## Exercise aim:
Tally the lines in the material below that contain the string "positive", with case counting, and reply with the number alone.

## The data:
++++++

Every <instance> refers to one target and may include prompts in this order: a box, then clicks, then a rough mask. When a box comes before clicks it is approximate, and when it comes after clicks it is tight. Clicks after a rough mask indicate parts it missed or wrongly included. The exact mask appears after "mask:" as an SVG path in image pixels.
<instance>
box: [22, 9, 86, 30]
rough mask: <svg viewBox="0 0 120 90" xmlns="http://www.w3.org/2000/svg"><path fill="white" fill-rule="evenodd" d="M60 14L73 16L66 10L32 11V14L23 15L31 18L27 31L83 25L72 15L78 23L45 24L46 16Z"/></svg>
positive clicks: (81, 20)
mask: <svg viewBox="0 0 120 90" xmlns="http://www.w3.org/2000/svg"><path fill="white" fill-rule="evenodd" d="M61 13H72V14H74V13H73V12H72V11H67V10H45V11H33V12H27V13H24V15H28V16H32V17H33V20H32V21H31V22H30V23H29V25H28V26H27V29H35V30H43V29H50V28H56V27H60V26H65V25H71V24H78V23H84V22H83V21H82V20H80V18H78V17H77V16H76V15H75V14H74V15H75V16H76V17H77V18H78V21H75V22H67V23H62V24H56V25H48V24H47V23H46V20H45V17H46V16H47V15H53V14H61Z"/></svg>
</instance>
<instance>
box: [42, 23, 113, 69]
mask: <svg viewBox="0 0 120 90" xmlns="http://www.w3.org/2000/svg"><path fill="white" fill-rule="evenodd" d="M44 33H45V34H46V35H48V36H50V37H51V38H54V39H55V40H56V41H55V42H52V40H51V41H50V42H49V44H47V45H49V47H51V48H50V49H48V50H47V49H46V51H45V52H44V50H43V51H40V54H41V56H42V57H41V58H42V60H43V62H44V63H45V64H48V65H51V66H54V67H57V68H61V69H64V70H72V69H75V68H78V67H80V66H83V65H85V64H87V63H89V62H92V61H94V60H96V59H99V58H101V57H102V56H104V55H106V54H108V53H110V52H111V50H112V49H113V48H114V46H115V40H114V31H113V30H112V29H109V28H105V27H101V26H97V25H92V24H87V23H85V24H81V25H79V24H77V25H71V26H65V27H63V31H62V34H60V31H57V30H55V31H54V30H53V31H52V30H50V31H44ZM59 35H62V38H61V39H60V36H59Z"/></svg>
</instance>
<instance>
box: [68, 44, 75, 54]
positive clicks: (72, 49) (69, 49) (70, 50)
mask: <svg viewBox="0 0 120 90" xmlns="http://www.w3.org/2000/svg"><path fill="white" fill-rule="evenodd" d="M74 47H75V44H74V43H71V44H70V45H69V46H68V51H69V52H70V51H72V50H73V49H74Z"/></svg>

++++++

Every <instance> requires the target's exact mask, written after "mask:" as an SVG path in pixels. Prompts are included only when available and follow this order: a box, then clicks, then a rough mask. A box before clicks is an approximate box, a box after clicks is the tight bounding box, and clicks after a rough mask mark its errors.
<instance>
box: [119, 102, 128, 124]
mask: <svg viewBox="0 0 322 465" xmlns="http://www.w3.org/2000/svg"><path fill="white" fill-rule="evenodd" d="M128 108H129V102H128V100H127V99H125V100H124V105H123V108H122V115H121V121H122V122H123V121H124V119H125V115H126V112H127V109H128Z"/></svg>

++++++

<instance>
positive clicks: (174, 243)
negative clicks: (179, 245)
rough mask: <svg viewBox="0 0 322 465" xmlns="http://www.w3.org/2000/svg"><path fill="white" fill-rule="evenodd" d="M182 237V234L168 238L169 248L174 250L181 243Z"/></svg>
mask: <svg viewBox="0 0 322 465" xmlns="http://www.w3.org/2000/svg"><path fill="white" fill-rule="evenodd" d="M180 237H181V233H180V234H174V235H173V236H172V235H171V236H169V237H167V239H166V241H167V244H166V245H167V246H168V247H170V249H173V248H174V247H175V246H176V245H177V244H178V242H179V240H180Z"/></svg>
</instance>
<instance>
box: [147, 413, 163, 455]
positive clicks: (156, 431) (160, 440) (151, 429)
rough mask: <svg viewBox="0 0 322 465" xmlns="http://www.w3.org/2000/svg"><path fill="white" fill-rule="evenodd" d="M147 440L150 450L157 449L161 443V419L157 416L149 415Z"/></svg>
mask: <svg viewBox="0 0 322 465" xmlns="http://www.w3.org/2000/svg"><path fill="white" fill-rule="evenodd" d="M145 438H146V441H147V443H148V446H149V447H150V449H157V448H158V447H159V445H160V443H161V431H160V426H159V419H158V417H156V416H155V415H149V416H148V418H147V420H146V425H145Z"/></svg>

++++++

## Task output:
4